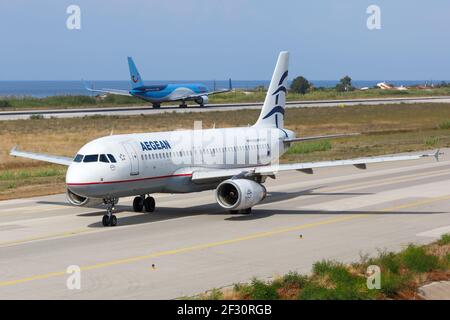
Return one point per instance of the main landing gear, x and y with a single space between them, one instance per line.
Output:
244 211
142 202
109 219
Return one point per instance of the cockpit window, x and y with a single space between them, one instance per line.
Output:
91 158
103 158
111 158
78 158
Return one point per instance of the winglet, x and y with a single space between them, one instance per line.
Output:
435 155
13 150
86 86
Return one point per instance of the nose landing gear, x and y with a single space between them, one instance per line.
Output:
109 219
142 202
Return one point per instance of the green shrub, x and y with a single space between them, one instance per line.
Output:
260 290
387 261
333 281
5 104
444 125
417 259
431 141
309 147
215 294
392 283
293 279
445 239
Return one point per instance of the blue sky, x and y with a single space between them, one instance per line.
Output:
217 39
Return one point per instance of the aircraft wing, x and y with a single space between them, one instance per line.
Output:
200 175
65 161
230 88
320 137
193 96
110 91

════

### WHAT TO WORK ON:
Could you reproduce every entry exactly, leaving out the pictures?

### ANSWER:
Return one point per instance of the main landing gear, x and y with a single space between them, one instance per line.
Output:
244 211
142 202
109 219
Return one point per instance of the cockpit window, x and y with a single space between them, one instance per line.
Output:
91 158
103 158
111 158
78 158
Return one point per instance of the winglet, x and y with a single space between them, one instance per line.
Output:
435 155
13 150
86 86
Return one point per instance of the nose landing gear, x and y with a single space between them, one instance per line.
Output:
109 219
142 202
Return one point per instance of the green shrub, x and y with a single space between them, one instance per line.
Output:
260 290
387 261
333 281
5 104
444 125
417 259
431 141
309 147
215 294
392 283
293 279
445 239
Return one point per instance of the blue sky, x and y with a single space between them, one instance per line.
Output:
217 39
Return one point per instance of the aircraft wing, x and y with a single space between them, one instance per line.
Output:
200 175
65 161
230 88
320 137
193 96
110 91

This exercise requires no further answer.